--- Stored rows ---
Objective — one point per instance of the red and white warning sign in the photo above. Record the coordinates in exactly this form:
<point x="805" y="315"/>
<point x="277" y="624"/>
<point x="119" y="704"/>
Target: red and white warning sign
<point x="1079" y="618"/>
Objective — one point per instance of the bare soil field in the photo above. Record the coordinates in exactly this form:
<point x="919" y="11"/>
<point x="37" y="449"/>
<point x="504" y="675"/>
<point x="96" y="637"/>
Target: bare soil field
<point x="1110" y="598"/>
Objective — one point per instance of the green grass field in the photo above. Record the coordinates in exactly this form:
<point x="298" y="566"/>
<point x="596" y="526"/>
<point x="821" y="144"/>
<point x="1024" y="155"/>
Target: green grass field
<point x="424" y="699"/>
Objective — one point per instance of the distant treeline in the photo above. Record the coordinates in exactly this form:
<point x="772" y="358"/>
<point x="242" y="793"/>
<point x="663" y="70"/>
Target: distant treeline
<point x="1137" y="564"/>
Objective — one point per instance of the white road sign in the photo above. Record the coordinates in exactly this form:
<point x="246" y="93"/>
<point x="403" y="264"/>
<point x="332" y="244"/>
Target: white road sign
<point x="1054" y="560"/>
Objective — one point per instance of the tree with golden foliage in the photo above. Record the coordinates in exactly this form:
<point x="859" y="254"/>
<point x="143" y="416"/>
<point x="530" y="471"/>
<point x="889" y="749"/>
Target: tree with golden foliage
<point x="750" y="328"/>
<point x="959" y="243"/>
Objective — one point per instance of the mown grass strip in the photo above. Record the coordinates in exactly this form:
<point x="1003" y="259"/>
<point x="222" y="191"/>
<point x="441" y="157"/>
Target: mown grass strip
---
Required work: Rewrite every line of the data from the line holding "Objective — one point per instance of the green" through the end of the data, both ends included. Increase each coordinate in the answers by 146, and leave all other lines unchanged.

Written solution:
Objective — one point per instance of the green grass field in the photo above. Record the coordinates in exactly this form:
<point x="298" y="566"/>
<point x="596" y="526"/>
<point x="821" y="144"/>
<point x="1024" y="155"/>
Target: green grass field
<point x="570" y="845"/>
Objective — one point per instance of the distant treeline in the photo above. Record the coordinates in exactly this form:
<point x="772" y="358"/>
<point x="242" y="793"/>
<point x="663" y="70"/>
Target: distant treeline
<point x="1283" y="710"/>
Objective — one point per instance of the white road sign in the photo above. Record the coordinates in exactly this form:
<point x="246" y="93"/>
<point x="403" y="264"/>
<point x="332" y="244"/>
Target: white road sign
<point x="1200" y="706"/>
Objective — one point per instance of the tree with golden foliage in the photo above. Record the coordinates in exactly this form:
<point x="859" y="254"/>
<point x="143" y="416"/>
<point x="530" y="471"/>
<point x="889" y="749"/>
Target: tree with golden foliage
<point x="896" y="474"/>
<point x="1105" y="389"/>
Objective — one point per instance of the mown grass strip in the photo above. Record the coordinates in exactly this form:
<point x="1003" y="259"/>
<point x="222" y="191"/>
<point x="441" y="157"/>
Target: mown grass strip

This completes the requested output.